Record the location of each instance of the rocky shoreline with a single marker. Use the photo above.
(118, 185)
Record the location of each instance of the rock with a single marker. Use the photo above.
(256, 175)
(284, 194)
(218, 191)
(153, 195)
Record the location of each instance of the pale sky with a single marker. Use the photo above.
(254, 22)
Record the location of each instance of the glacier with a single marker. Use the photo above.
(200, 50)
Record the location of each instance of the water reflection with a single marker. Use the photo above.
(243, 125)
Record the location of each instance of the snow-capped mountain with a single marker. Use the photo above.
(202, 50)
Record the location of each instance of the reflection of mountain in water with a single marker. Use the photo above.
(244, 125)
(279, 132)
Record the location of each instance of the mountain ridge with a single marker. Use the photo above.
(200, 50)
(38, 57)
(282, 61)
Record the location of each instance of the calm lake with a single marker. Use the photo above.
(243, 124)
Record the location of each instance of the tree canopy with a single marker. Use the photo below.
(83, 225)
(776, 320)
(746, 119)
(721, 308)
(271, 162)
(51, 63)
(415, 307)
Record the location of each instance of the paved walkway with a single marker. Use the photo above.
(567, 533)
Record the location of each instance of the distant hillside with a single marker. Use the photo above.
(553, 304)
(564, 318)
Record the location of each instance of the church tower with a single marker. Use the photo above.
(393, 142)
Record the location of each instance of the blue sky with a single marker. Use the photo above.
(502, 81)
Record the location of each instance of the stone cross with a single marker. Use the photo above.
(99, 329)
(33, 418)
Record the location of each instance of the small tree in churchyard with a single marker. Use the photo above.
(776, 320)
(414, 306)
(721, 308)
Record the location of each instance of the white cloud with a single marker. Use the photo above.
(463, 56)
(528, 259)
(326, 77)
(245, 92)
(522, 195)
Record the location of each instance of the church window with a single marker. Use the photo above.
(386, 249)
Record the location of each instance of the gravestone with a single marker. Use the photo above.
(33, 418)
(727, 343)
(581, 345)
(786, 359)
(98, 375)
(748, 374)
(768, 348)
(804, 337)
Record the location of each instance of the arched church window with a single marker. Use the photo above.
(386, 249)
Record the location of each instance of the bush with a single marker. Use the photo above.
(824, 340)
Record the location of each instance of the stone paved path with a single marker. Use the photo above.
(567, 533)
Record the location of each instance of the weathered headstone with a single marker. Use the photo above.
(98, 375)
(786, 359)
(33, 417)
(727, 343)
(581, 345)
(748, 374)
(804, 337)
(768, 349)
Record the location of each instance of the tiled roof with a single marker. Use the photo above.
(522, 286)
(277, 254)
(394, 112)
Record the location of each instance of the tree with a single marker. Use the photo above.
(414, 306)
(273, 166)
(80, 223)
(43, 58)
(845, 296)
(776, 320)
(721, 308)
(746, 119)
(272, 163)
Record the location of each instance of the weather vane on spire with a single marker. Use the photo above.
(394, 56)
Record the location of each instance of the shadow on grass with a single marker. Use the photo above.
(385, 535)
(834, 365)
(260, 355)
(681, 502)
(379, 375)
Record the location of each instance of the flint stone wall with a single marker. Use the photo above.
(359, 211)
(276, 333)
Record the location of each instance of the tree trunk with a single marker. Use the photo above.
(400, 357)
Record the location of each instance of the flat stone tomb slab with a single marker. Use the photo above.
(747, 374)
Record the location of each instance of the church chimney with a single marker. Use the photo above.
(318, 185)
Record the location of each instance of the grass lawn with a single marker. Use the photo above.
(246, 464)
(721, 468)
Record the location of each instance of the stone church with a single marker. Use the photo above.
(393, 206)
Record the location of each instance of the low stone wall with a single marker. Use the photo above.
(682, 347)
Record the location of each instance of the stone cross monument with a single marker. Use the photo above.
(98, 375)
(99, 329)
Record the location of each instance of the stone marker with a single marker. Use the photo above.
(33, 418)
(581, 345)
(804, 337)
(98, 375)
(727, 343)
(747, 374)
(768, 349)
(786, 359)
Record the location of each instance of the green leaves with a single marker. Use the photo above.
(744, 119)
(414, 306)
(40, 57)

What to produce |
Copy out verbatim the portion of the material above starting at the line that contains "Record the location of each instance of the shadow" and ending at the final line of the material.

Output of the task |
Record the location of each instance of the shadow on grass with a single marker. Use the photo above.
(385, 535)
(834, 365)
(260, 355)
(681, 502)
(379, 375)
Record the location of each instance of the flint stone wall with a single marker. Use the photo above.
(359, 211)
(276, 333)
Record the location of each instance of the tree trunk with a single marker. Use the photo above.
(400, 357)
Record the location of each instance of the flat stone tomb slab with a single marker. Use the photo above.
(747, 374)
Record the location of each instance of the church chimney with a single marker. Use the photo above.
(318, 185)
Record the location of each instance of the grass lawn with a single marker. Use the photo above.
(246, 464)
(721, 468)
Record the location of each instance of the stone church with a single marker. Use the photo above.
(393, 206)
Record the location of each instance of the low stone wall with a single marker. Use the photo above.
(682, 347)
Record the location of each instance of the stone cross monument with a single marker. Use the photo above.
(98, 375)
(99, 329)
Record the location of each instance of the stone marker with a single marker. Use the photo above.
(33, 418)
(581, 345)
(804, 337)
(98, 375)
(727, 343)
(747, 374)
(768, 349)
(786, 359)
Record the location of each instance of the green leaves with a single marker. Use the photo above.
(744, 119)
(414, 306)
(40, 57)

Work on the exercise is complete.